Set task
Repeat exactly each line of the data provided below.
>> start Excerpted data
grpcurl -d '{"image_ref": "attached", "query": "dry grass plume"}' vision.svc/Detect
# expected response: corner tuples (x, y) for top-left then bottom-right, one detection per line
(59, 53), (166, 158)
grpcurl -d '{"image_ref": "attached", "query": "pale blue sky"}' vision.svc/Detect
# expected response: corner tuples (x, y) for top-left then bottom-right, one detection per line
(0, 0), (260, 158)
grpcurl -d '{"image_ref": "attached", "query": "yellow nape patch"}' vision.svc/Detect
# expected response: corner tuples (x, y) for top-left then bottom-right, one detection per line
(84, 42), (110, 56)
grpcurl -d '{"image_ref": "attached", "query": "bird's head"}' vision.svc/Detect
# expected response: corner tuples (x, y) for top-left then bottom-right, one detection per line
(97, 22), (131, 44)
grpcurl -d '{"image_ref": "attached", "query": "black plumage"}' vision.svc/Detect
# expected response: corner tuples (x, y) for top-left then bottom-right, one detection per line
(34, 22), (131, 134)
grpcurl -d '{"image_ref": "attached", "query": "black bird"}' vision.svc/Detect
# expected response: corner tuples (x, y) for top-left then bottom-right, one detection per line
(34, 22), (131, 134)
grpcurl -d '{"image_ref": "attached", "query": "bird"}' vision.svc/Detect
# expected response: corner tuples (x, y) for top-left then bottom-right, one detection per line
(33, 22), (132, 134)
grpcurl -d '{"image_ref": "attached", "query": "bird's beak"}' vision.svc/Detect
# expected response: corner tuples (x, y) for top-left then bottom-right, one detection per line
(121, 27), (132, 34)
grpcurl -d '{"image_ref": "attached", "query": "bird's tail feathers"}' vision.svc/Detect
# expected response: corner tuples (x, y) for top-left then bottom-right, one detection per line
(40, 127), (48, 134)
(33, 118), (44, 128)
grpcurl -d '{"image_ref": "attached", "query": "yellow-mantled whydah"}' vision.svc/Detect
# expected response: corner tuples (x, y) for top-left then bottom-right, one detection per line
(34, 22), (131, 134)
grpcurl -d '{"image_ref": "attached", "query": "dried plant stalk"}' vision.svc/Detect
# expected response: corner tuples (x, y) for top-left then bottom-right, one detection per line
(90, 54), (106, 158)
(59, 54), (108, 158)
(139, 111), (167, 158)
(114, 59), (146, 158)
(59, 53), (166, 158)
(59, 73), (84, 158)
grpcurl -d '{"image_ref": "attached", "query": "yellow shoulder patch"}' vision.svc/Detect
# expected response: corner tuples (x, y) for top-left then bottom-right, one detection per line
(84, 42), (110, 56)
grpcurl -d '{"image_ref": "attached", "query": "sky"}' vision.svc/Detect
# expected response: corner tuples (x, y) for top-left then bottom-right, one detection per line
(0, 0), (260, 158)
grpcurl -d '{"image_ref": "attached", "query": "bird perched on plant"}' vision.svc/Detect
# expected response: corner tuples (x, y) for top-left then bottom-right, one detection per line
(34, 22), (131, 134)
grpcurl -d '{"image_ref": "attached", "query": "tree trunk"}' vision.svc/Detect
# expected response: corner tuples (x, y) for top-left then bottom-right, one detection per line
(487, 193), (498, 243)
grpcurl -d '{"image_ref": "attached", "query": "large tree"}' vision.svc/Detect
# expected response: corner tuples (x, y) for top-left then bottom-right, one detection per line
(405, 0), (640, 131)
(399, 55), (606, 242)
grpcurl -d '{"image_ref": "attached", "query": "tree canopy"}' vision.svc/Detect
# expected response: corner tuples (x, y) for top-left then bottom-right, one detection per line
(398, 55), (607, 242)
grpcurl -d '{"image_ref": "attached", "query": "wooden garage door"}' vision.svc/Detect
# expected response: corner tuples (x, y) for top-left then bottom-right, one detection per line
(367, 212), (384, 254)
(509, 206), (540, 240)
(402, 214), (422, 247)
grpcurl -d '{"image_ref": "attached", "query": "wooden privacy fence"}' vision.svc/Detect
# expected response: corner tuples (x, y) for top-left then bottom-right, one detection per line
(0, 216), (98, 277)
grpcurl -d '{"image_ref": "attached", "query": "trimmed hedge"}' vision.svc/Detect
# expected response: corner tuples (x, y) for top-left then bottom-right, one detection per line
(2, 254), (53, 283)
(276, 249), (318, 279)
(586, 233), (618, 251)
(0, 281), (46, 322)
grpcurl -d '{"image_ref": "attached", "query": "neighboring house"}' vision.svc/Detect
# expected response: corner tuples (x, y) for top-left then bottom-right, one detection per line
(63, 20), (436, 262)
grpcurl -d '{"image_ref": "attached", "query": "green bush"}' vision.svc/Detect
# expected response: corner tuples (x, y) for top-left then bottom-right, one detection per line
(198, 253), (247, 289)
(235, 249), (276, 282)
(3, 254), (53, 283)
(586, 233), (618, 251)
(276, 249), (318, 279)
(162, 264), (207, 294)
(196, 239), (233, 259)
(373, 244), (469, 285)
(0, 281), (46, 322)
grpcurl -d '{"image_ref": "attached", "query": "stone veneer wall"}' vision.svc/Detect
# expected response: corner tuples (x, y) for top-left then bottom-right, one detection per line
>> end Excerpted data
Answer to this task
grpcurl -d '{"image_ref": "attached", "query": "dry grass plume"}' vision.svc/Detect
# expected response: corner tuples (x, y) for top-left then bottom-right, one detection per line
(59, 53), (166, 158)
grpcurl -d '{"image_ref": "attached", "query": "pale blue sky"}' vision.svc/Detect
# expected response: corner tuples (x, y) for top-left then bottom-right, one detection per line
(0, 0), (260, 158)
grpcurl -d '{"image_ref": "attached", "query": "yellow nape patch"}' vision.svc/Detect
# expected response: corner tuples (x, y) for top-left then bottom-right, one detection per line
(84, 42), (110, 56)
grpcurl -d '{"image_ref": "attached", "query": "bird's head"}' vision.svc/Detect
# expected response: corner tuples (x, y) for top-left then bottom-right, one detection per line
(97, 22), (131, 44)
grpcurl -d '{"image_ref": "attached", "query": "black plumage"}' vision.svc/Detect
# expected response: corner tuples (x, y) for top-left then bottom-right, one detection per line
(34, 22), (131, 134)
grpcurl -d '{"image_ref": "attached", "query": "black bird"}' vision.svc/Detect
# expected response: corner tuples (x, y) for top-left then bottom-right, one detection per line
(34, 22), (131, 134)
grpcurl -d '{"image_ref": "attached", "query": "bird"}' vision.svc/Detect
# expected response: corner tuples (x, y) for top-left then bottom-right, one detection per line
(33, 22), (132, 134)
grpcurl -d '{"image_ref": "attached", "query": "bird's beak"}' vision.svc/Detect
# expected response: corner tuples (x, y) for top-left then bottom-right, one detection per line
(121, 27), (132, 34)
grpcurl -d '{"image_ref": "attached", "query": "bird's tail feathers"}' vision.svc/Detect
# expected response: corner tuples (x, y) for top-left then bottom-right, one detection per line
(40, 127), (48, 134)
(33, 118), (44, 128)
grpcurl -d '{"image_ref": "attached", "query": "yellow-mantled whydah"}' vision.svc/Detect
# expected response: corner tuples (x, y) for top-left then bottom-right, one detection per line
(34, 22), (131, 134)
grpcurl -d '{"image_ref": "attached", "query": "dried plant stalk"}' vision.svc/Detect
# expected response: corner tuples (x, y) for top-left then bottom-right, one detection per line
(90, 54), (106, 158)
(59, 54), (108, 158)
(139, 111), (167, 158)
(114, 59), (146, 158)
(59, 53), (166, 158)
(59, 73), (84, 158)
grpcurl -d '{"image_ref": "attached", "query": "yellow shoulder patch"}' vision.svc/Detect
# expected response: corner tuples (x, y) for top-left then bottom-right, one detection per line
(84, 42), (110, 56)
grpcurl -d '{"image_ref": "attached", "query": "sky"}' vision.svc/Detect
# expected response: corner tuples (x, y) for top-left then bottom-right, one detection per line
(0, 0), (260, 158)
grpcurl -d '{"image_ref": "attached", "query": "bird perched on plant"}' vision.svc/Detect
# expected response: corner tuples (x, y) for top-left then bottom-right, one detection per line
(34, 22), (131, 134)
grpcurl -d '{"image_ref": "attached", "query": "tree trunk"}' vision.svc/Detect
# expected response: corner tuples (x, y) for top-left then bottom-right, one detection per line
(487, 193), (498, 243)
grpcurl -d '{"image_ref": "attached", "query": "large tree"}' vision.svc/Detect
# expected response: corner tuples (x, y) for top-left then bottom-right, one detection per line
(405, 0), (640, 131)
(399, 55), (606, 242)
grpcurl -d '{"image_ref": "attached", "query": "tree canopy"}' vision.svc/Detect
# expected response: corner tuples (x, y) for top-left then bottom-right, one detection per line
(398, 55), (607, 242)
grpcurl -d '{"image_ref": "attached", "query": "wooden garage door"}' vision.svc/Detect
# expected response: corner tuples (x, y) for top-left then bottom-right, one detection per line
(367, 212), (384, 254)
(509, 206), (540, 240)
(402, 214), (422, 247)
grpcurl -d '{"image_ref": "attached", "query": "wooden privacy fence"}' vision.svc/Detect
# expected response: corner tuples (x, y) for top-left then bottom-right, one detection per line
(0, 216), (98, 277)
grpcurl -d '{"image_ref": "attached", "query": "trimmed hedge"}' vision.svc/Detect
# expected response: corner tuples (x, y) for top-left then bottom-right, one detection per line
(2, 254), (53, 283)
(276, 249), (318, 279)
(586, 233), (618, 251)
(0, 281), (46, 322)
grpcurl -d '{"image_ref": "attached", "query": "neighboring house"}' vision.svc/Detect
# expected response: corner tuples (x, y) for top-left then bottom-right, one detection per line
(63, 20), (436, 262)
grpcurl -d '{"image_ref": "attached", "query": "green bush"}' vision.svc/Detect
# expected response: corner tuples (x, y) for top-left then bottom-right, one detection per line
(198, 253), (247, 289)
(235, 249), (276, 282)
(3, 254), (53, 283)
(586, 233), (618, 251)
(276, 249), (318, 279)
(162, 264), (207, 294)
(196, 239), (233, 259)
(373, 244), (469, 285)
(0, 281), (46, 322)
grpcurl -d '{"image_ref": "attached", "query": "stone veneer wall"}' vision.svc/Detect
# expected response: corner tuples (x, y) for top-left then bottom-right, one detection per line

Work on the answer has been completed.